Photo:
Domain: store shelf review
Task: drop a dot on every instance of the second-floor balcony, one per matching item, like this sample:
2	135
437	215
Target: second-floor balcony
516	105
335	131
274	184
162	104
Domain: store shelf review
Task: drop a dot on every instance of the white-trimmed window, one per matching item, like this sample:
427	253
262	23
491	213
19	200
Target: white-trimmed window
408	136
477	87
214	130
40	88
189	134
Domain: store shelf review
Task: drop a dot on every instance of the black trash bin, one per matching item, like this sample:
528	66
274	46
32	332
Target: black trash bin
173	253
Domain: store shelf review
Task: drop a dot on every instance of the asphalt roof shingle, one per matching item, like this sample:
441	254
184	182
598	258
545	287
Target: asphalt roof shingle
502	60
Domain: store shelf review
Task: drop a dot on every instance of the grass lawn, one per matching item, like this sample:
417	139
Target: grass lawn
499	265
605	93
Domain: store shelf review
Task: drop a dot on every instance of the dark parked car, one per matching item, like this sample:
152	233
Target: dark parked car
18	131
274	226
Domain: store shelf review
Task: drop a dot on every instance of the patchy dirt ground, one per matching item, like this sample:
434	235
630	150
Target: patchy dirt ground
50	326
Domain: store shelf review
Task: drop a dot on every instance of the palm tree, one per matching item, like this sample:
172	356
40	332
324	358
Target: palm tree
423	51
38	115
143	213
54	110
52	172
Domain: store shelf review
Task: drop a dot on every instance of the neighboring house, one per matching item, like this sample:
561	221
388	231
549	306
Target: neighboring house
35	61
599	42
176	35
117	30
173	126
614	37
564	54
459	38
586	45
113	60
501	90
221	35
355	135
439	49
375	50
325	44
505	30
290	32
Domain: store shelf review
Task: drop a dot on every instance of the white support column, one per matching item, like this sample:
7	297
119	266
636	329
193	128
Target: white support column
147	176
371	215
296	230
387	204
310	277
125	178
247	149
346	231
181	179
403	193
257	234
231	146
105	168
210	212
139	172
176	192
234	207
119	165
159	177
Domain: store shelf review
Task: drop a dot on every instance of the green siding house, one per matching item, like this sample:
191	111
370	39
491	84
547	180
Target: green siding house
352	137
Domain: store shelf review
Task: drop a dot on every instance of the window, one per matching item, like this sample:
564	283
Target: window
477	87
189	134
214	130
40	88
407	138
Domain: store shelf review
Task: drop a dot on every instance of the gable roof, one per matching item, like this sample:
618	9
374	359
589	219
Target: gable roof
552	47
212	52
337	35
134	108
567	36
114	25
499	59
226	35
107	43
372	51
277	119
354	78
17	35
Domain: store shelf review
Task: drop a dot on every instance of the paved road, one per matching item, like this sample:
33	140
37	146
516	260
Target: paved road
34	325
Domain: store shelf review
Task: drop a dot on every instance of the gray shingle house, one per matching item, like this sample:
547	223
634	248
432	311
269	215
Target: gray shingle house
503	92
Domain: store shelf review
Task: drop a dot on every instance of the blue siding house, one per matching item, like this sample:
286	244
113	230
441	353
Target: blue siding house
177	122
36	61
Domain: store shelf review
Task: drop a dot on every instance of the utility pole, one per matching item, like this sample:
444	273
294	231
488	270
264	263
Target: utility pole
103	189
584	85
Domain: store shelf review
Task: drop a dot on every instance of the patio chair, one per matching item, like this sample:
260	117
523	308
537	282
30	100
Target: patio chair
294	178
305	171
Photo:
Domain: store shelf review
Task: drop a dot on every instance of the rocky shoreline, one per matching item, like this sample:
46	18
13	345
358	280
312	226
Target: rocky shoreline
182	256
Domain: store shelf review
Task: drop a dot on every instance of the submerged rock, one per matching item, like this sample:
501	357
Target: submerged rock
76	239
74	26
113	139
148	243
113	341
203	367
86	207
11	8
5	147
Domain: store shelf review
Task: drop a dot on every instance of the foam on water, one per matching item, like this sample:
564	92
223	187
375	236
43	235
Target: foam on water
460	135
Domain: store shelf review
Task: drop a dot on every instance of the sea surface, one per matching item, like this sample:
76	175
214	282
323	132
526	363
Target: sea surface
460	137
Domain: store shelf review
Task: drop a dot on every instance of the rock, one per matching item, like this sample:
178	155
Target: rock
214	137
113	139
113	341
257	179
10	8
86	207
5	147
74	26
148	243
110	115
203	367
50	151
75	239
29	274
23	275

════════════════

**Work required**
Recite the full listing above exactly.

**Response to the exercise**
Photo:
Domain: store shelf review
Task: drop a dot on every instance of the second-floor balcony, one per matching item, like this sample:
2	135
437	215
Target: second-floor balcony
516	105
335	131
274	184
162	104
Domain: store shelf review
Task: drop a dot on every instance of the white-trimmed window, one per matching item, like this sample:
427	253
262	23
491	213
19	200
Target: white-trimmed window
408	136
477	87
214	130
40	88
189	134
Domain: store shelf review
Task: drop a dot on every instance of the black trash bin, one per matching item, like this sample:
528	66
274	46
32	332
Target: black trash bin
173	253
Domain: store shelf review
Task: drop a dot on every instance of the asphalt roof shingle, one per matching item, like this sample:
441	254
184	182
598	258
545	287
Target: asphalt roof shingle
502	60
Domain: store shelf review
Task: drop a dot on every instance of the grass lawn, one per matching item, like this sample:
417	139
Target: grass lawn
499	265
605	93
Domain: store shelf review
Task: drop a dot on every instance of the dark parked car, one per matching item, like this sample:
152	233
Target: dark parked car
18	131
274	226
Domain: store shelf review
Task: drop a dot on every instance of the patchy dirt ground, one per matching item, like this sample:
434	235
630	150
Target: patchy dirt ground
50	326
Domain: store shelf review
Task: drop a dot on every instance of the palm tree, one per matching item, like this sample:
172	356
40	332
324	358
Target: palm tree
423	51
38	115
143	213
54	110
52	172
Domain: store shelf review
Task: drop a dot on every instance of the neighboring house, one per matching item, like this sample:
561	221
388	231
549	306
Target: neighboring house
35	61
599	42
176	35
117	30
173	126
614	37
564	54
459	38
586	45
113	60
501	90
221	35
355	135
439	49
375	50
325	44
505	30
290	32
Domain: store shelf review
Task: drop a dot on every instance of the white support column, one per matching item, like this sample:
7	297
119	266
636	329
193	128
Target: white support column
147	176
371	215
296	230
387	204
310	277
125	178
247	149
346	231
181	179
403	193
257	234
231	146
105	168
210	212
139	172
176	192
234	207
119	165
159	177
Domain: store shelf review
Task: drop a dot on every instance of the green siding house, one per matching item, like this sample:
191	111
370	39
491	84
547	180
Target: green siding house
352	137
Domain: store shelf review
Task: drop a dot on every instance of the window, one per matching item, like this sample:
564	283
Target: window
477	87
189	134
214	130
40	88
407	138
Domain: store shelf review
Task: drop a dot on every instance of the gable roof, one per matching item, like this sample:
618	9
374	359
589	219
Target: gable roof
552	47
212	52
337	35
134	108
567	36
114	25
499	59
226	35
107	43
372	51
277	119
354	78
17	35
Domain: store shelf review
Task: drop a dot on every instance of the paved road, one per matching item, like this sample:
33	140
37	146
516	260
Target: paved road
34	325
Domain: store shelf review
Task: drop a dot on every instance of the gray shingle house, one per matching item, like this sample:
547	223
634	248
432	311
269	215
Target: gray shingle house
503	92
Domain: store shelf review
Task: drop a dot on every instance of the blue siding house, one per matching item, like this sample:
286	244
113	230
441	353
Target: blue siding house
177	122
36	61
Domain: store shelf review
Task: drop a dot on every instance of the utility pole, one per matching item, like this sample:
444	273
294	231
488	270
264	263
Target: utility pole
103	189
584	85
Domain: store shelf review
Task: drop a dot on every instance of the patio chair, one per matching item, like this sample:
260	117
523	308
537	282
30	100
Target: patio chair
294	178
305	171
Photo:
Domain: store shelf review
Task: drop a dot on every instance of the rocky shoreline, one per matching item, like this sample:
46	18
13	345
358	280
312	226
Target: rocky shoreline
182	256
Domain: store shelf review
Task: drop a dot on every instance of the submerged rock, one per matching item, like this sample:
501	357
Target: submerged rock
76	239
74	26
113	139
148	243
113	341
203	367
86	207
11	8
5	147
Domain: store shelf review
Task: drop a dot on every instance of the foam on water, one per matching item, like this sample:
564	92
223	187
375	236
43	235
Target: foam on water
460	135
Domain: store shelf review
Task: drop a dot on every instance of the sea surface, one per matching item, like this sample:
76	175
214	282
323	132
526	363
Target: sea surface
460	137
Domain: store shelf review
Task: drop a dot on every instance of the rock, one per matching item, like this sample:
178	155
Target: rock
214	137
113	139
113	341
257	179
10	8
86	207
5	147
74	26
148	243
110	115
203	367
50	151
75	239
29	274
23	275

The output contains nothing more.